Your assignment – Considering the entries that follow, report how many lines include the string "cardigan", giving the number alone.

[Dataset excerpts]
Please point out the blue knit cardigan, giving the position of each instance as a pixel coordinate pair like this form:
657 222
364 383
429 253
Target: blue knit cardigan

Result for this exercise – 2